§ **Directions**:
Everything from the line containing "You are given" through the last line of the data below is to be retyped exactly, apart from the pictures.

-- START Supplied data --

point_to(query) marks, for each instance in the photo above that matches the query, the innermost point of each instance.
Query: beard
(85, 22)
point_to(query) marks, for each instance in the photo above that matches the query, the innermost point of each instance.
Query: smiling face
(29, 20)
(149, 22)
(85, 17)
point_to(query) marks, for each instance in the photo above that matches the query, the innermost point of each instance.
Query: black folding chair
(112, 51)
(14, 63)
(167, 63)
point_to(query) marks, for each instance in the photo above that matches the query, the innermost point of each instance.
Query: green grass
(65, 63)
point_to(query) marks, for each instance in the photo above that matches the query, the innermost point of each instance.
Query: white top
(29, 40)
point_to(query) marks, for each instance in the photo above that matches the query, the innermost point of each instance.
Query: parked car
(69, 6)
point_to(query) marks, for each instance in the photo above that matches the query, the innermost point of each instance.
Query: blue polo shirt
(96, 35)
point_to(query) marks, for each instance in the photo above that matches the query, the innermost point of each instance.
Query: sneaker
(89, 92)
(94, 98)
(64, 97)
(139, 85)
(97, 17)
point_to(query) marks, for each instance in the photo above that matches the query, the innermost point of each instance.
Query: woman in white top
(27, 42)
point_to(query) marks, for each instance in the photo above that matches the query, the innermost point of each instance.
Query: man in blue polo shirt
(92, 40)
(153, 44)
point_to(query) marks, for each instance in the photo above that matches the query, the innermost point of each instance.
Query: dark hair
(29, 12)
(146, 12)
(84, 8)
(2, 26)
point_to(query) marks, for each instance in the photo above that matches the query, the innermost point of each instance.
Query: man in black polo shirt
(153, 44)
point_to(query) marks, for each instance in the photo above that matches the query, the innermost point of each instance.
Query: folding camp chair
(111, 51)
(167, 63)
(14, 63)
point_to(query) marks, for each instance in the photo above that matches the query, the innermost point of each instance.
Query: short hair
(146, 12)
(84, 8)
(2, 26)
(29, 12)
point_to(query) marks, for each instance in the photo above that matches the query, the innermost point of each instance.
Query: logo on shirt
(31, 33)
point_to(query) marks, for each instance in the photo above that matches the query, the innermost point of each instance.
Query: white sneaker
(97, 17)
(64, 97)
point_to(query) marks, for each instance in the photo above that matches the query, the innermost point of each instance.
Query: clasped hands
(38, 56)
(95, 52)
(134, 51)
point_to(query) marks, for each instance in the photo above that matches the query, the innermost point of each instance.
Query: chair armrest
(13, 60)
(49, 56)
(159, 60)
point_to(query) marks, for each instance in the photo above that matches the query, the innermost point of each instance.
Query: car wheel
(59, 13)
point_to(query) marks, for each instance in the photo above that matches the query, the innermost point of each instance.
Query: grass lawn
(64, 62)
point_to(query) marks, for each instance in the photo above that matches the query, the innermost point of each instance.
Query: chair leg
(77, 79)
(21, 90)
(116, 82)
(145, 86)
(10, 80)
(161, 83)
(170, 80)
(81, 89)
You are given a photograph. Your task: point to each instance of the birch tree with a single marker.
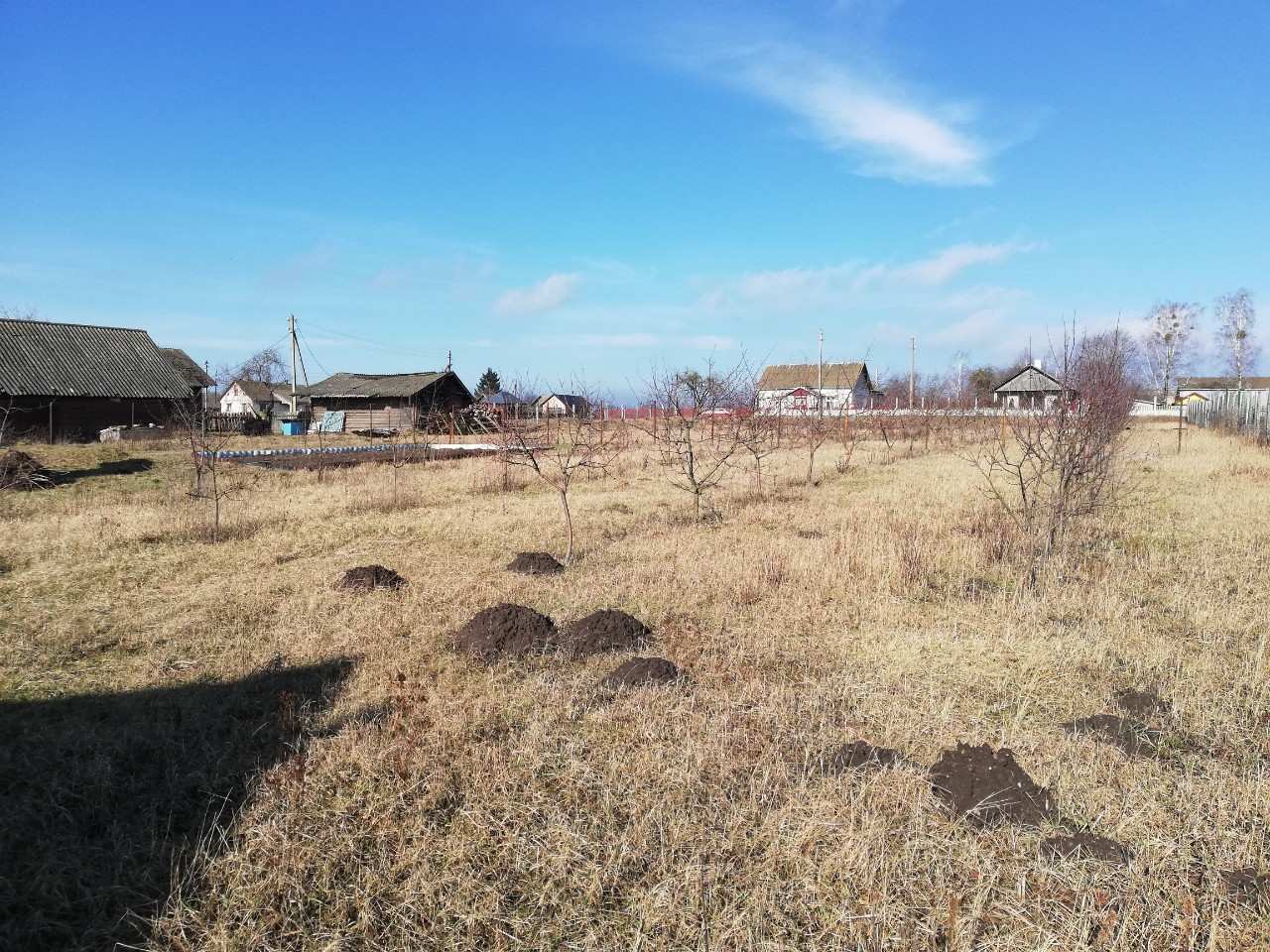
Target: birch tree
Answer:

-- END Supplied data --

§ **The output**:
You are given a photograph. Your task: point to each instance of the birch tree with a single marker.
Target: birch tree
Answer:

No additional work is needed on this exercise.